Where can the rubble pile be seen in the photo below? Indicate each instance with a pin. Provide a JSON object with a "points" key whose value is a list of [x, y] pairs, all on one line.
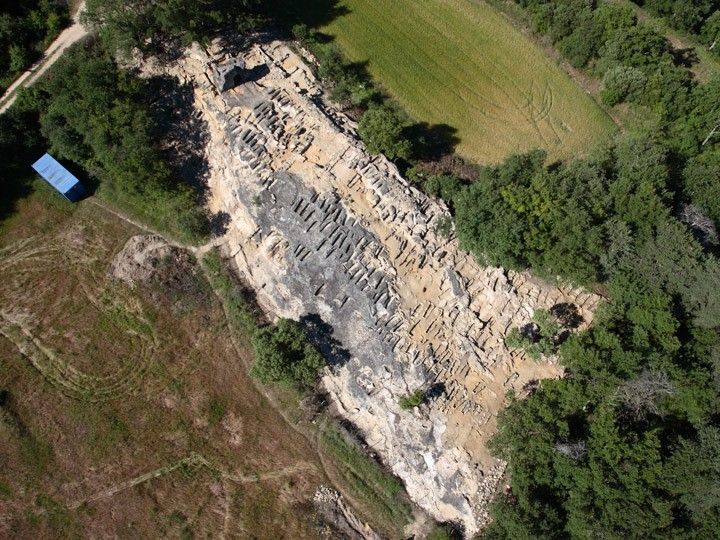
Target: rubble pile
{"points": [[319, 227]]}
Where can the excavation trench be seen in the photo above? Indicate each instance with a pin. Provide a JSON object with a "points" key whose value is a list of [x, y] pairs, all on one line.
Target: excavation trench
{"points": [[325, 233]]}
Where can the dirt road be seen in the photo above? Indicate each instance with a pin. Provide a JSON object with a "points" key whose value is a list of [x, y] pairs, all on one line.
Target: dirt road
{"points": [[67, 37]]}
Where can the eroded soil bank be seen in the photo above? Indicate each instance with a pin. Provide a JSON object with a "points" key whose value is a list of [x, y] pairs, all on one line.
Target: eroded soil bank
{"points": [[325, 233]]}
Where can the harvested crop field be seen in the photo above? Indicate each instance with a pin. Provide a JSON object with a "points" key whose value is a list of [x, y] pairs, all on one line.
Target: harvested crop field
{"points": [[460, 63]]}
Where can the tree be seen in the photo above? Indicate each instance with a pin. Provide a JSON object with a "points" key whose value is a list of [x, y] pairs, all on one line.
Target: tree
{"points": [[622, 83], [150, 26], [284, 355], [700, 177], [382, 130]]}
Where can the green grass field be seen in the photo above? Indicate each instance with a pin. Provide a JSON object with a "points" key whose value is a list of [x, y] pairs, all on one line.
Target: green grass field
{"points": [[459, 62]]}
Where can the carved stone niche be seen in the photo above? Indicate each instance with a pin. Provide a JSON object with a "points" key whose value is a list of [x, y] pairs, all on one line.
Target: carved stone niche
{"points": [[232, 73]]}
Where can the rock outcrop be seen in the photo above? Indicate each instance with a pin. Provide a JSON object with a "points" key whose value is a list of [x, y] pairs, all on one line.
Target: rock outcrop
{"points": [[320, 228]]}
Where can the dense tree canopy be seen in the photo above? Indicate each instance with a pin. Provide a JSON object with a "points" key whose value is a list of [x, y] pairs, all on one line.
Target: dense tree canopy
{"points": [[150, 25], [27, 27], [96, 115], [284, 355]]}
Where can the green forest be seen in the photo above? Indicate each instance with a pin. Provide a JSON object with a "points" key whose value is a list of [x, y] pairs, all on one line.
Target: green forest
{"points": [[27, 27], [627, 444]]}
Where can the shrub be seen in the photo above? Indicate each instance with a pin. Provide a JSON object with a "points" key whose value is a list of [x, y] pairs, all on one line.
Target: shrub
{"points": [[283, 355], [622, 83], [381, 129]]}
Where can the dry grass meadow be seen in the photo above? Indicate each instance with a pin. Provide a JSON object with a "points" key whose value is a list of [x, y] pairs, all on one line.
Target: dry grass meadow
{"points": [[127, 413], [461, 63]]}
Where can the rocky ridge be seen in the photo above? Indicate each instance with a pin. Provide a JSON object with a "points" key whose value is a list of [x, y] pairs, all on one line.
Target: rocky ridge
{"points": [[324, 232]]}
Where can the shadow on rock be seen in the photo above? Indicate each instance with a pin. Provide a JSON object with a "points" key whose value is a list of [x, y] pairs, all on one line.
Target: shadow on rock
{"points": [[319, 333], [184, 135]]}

* * * * * * *

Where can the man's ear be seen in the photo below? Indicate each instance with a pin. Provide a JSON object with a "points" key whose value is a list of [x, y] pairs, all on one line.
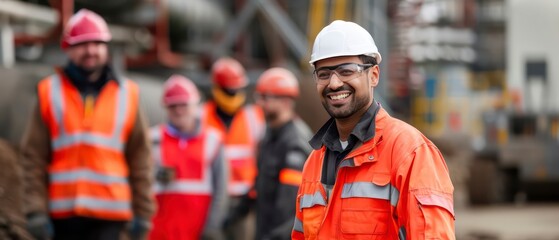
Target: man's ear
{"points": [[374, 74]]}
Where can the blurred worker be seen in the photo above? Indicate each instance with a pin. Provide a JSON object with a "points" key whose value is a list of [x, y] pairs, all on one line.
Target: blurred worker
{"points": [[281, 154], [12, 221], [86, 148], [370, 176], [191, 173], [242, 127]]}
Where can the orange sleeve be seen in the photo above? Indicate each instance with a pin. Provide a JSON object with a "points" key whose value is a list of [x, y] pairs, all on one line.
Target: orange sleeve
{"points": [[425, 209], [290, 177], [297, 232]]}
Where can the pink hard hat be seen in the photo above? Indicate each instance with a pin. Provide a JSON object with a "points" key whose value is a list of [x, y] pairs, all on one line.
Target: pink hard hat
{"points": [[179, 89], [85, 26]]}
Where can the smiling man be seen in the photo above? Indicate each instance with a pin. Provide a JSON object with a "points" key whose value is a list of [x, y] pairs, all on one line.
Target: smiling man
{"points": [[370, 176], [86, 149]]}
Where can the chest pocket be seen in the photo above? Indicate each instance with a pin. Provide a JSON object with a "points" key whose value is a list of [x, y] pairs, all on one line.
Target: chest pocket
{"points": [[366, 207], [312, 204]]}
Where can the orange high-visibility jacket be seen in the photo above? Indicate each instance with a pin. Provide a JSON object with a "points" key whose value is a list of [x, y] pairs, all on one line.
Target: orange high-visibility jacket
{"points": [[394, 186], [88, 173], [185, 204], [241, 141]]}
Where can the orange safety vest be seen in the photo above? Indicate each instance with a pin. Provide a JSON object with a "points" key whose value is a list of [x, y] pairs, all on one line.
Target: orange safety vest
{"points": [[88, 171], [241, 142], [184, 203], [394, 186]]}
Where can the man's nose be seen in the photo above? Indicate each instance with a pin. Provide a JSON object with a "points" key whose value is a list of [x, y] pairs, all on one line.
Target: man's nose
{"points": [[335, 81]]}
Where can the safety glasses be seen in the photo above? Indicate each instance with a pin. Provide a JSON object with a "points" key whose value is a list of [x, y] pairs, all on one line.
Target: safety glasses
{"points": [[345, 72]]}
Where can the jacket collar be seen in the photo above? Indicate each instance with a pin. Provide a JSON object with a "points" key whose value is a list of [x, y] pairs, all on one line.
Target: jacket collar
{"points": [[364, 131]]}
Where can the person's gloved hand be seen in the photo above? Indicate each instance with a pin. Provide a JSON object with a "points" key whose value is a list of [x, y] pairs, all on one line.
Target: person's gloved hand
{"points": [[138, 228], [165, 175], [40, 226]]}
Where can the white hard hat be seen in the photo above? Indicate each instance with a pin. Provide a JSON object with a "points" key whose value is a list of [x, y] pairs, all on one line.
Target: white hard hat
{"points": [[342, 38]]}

* * * * * * *

What needs to be done :: Pick out each row above that contains the word "dense", and copy those rows word for word.

Full solution ::
Where can the dense tree canopy be seen in the photo above? Indicate each instance with a pin. Provide a JSON object with a "points" key whose value is a list of [x, y] pairs, all on one line.
Target: dense tree canopy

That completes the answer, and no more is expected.